JSON数据格式简介

JSON(JavaScript Object Notation)是一种轻量级、易于阅读和编写的半结构化数据格式。它基于JavaScript的一个子集,但是JSON是独立于语言的,许多编程语言都有JSON数据格式的解析和生成代码。JSON格式使用文本表示简单的数据结构,如对象、数组、字符串、数字和布尔值。JSON格式具有良好的可读性和简洁性,使其成为理想的数据交换格式。

LakeHouse中的JSON类型

在LakeHouse中,JSON类型的数据可以高效地存储和查询。JSON数据在LakeHouse中会被解析,并根据数据的实际结构进行优化存储。以下是LakeHouse中JSON类型的一些特点:

  1. 查询性能:使用JSON类型相比于String类型在查询性能上有明显优势,因为LakeHouse会对JSON数据进行列裁剪,减少不必要的数据扫描。
  2. 数据重排:解析过程中,JSON对象的数据可能会被重新排序,因此输入和输出的JSON数据可能在键的顺序上不一致。
  3. 数字解析:解析JSON数字时,LakeHouse会优先尝试将其解析为bigint类型。如果数字超出bigint的范围,则会将其解析为double类型。需要注意的是,double类型可能会有精度损失。
  4. 错误处理:使用函数解析JSON数据时,LakeHouse会进行校验。对于非法的JSON字符串,会返回NULL值;而在声明JSON常量时,非法的JSON字符串会导致错误。

此外,LakeHouse在写入过程中会根据实际的JSON Schema,将出现频次高的字段按照列存储的方式存储,以提高存储和查询效率。例如:

CREATE TABLE json_table AS
SELECT  parse_json(s) as j
FROM VALUES
('{"id": 1, "value": "200"}'),
('{"id": 2, "value": "300"}'),
('{"id": 3, "value": "400", "extra": 1}'),
('{"value": "100"}') as t(s);
  1. 对于上面的数据,LakeHouse 检测出 id 和 value 出现频次高,分别适合用 bigint 和 string 类型列式存储,则会在内部以类似 struct<id:bigint, value:string> 的结构存储。在后续的查询过程中,如果只读取id字段且转换为bigint,如SELECT json_extract_bigint(j, '$.id'),则可以直接按列读取 id 字段,并消除类型转换的开销。

- 任务说明
将上方讲解LakeHouse中JSON类型的正文从头到尾完整再写一遍,一字不改。 随附的材料用不到,可直接略过。

- 所列材料
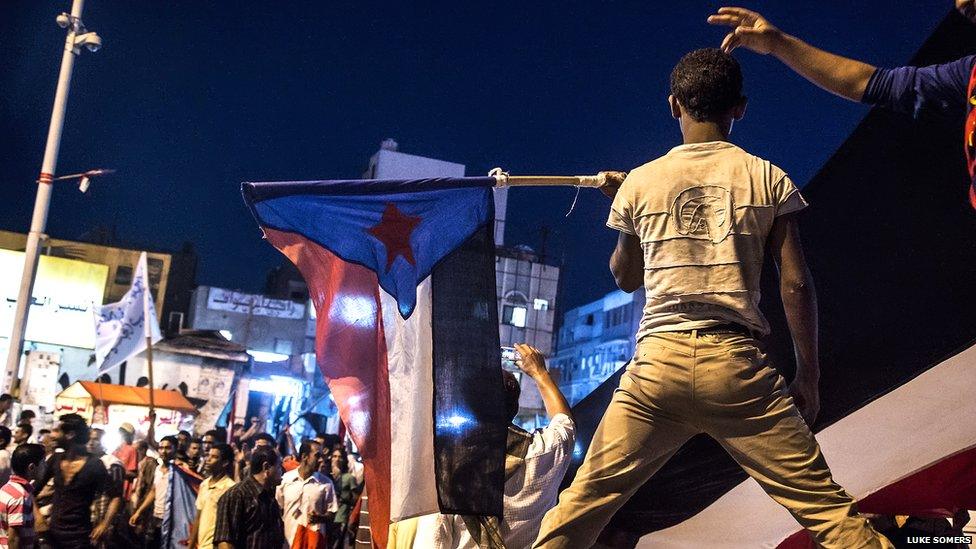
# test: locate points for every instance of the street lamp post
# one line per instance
(77, 37)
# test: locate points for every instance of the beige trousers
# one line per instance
(681, 384)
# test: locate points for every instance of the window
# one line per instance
(283, 346)
(514, 315)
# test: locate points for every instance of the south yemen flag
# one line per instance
(402, 277)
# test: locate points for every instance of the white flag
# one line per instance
(121, 328)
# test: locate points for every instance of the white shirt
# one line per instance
(298, 497)
(161, 485)
(703, 213)
(529, 494)
(4, 466)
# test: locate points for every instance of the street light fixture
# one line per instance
(77, 37)
(83, 177)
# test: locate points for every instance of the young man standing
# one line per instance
(17, 499)
(79, 478)
(308, 500)
(940, 91)
(157, 494)
(247, 515)
(694, 225)
(218, 466)
(126, 452)
(5, 437)
(116, 475)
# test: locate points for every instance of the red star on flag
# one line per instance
(394, 231)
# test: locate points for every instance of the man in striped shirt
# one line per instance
(17, 499)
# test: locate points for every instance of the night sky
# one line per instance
(189, 98)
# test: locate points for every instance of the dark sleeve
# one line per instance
(50, 466)
(229, 512)
(116, 474)
(103, 482)
(933, 91)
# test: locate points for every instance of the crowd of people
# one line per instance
(61, 488)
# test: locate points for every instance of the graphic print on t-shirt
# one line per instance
(704, 210)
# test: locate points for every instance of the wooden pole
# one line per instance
(550, 180)
(143, 271)
(152, 385)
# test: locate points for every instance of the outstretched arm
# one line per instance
(534, 364)
(800, 304)
(839, 75)
(627, 263)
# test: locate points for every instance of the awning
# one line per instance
(107, 394)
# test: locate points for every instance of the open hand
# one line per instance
(749, 30)
(613, 180)
(967, 8)
(531, 362)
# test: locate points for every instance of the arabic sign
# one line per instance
(219, 299)
(41, 379)
(121, 263)
(65, 292)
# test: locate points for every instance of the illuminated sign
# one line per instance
(65, 291)
(219, 299)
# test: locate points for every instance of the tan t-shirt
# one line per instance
(703, 213)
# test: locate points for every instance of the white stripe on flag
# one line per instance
(918, 424)
(409, 343)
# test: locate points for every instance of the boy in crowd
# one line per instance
(17, 499)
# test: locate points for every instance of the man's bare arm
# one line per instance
(147, 500)
(800, 303)
(627, 263)
(839, 75)
(534, 364)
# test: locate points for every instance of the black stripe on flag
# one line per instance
(470, 427)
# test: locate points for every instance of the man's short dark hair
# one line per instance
(512, 393)
(24, 456)
(75, 425)
(260, 456)
(307, 447)
(707, 83)
(226, 451)
(226, 456)
(265, 436)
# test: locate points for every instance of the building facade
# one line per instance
(526, 286)
(595, 340)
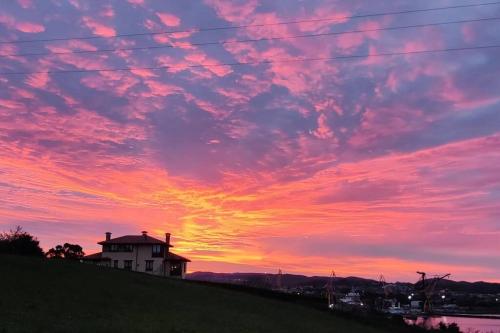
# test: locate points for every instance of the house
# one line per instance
(141, 253)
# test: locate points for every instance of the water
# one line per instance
(466, 324)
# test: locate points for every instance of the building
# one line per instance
(141, 253)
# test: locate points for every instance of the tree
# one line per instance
(66, 251)
(18, 241)
(55, 252)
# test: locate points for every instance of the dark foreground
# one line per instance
(59, 296)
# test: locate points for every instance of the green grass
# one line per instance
(59, 296)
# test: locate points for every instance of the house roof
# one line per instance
(134, 239)
(175, 257)
(95, 256)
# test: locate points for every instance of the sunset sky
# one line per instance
(369, 165)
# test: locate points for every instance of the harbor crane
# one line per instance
(388, 288)
(426, 287)
(330, 291)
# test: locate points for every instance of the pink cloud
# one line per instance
(98, 28)
(25, 3)
(23, 26)
(323, 131)
(38, 80)
(168, 19)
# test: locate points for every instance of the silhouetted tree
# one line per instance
(66, 251)
(55, 252)
(20, 242)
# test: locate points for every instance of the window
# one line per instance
(157, 251)
(118, 248)
(176, 269)
(127, 264)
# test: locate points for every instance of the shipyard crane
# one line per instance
(427, 287)
(330, 291)
(279, 279)
(388, 288)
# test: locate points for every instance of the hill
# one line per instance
(59, 296)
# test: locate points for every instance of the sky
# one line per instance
(368, 165)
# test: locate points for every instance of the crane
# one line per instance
(330, 291)
(426, 287)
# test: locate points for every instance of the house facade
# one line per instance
(141, 253)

- 完整回答
JSON数据格式简介

JSON(JavaScript Object Notation)是一种轻量级、易于阅读和编写的半结构化数据格式。它基于JavaScript的一个子集,但是JSON是独立于语言的,许多编程语言都有JSON数据格式的解析和生成代码。JSON格式使用文本表示简单的数据结构,如对象、数组、字符串、数字和布尔值。JSON格式具有良好的可读性和简洁性,使其成为理想的数据交换格式。

LakeHouse中的JSON类型

在LakeHouse中,JSON类型的数据可以高效地存储和查询。JSON数据在LakeHouse中会被解析,并根据数据的实际结构进行优化存储。以下是LakeHouse中JSON类型的一些特点:

  1. 查询性能:使用JSON类型相比于String类型在查询性能上有明显优势,因为LakeHouse会对JSON数据进行列裁剪,减少不必要的数据扫描。
  2. 数据重排:解析过程中,JSON对象的数据可能会被重新排序,因此输入和输出的JSON数据可能在键的顺序上不一致。
  3. 数字解析:解析JSON数字时,LakeHouse会优先尝试将其解析为bigint类型。如果数字超出bigint的范围,则会将其解析为double类型。需要注意的是,double类型可能会有精度损失。
  4. 错误处理:使用函数解析JSON数据时,LakeHouse会进行校验。对于非法的JSON字符串,会返回NULL值;而在声明JSON常量时,非法的JSON字符串会导致错误。

此外,LakeHouse在写入过程中会根据实际的JSON Schema,将出现频次高的字段按照列存储的方式存储,以提高存储和查询效率。例如:

CREATE TABLE json_table AS
SELECT  parse_json(s) as j
FROM VALUES
('{"id": 1, "value": "200"}'),
('{"id": 2, "value": "300"}'),
('{"id": 3, "value": "400", "extra": 1}'),
('{"value": "100"}') as t(s);
  1. 对于上面的数据,LakeHouse 检测出 id 和 value 出现频次高,分别适合用 bigint 和 string 类型列式存储,则会在内部以类似 struct<id:bigint, value:string> 的结构存储。在后续的查询过程中,如果只读取id字段且转换为bigint,如SELECT json_extract_bigint(j, '$.id'),则可以直接按列读取 id 字段,并消除类型转换的开销。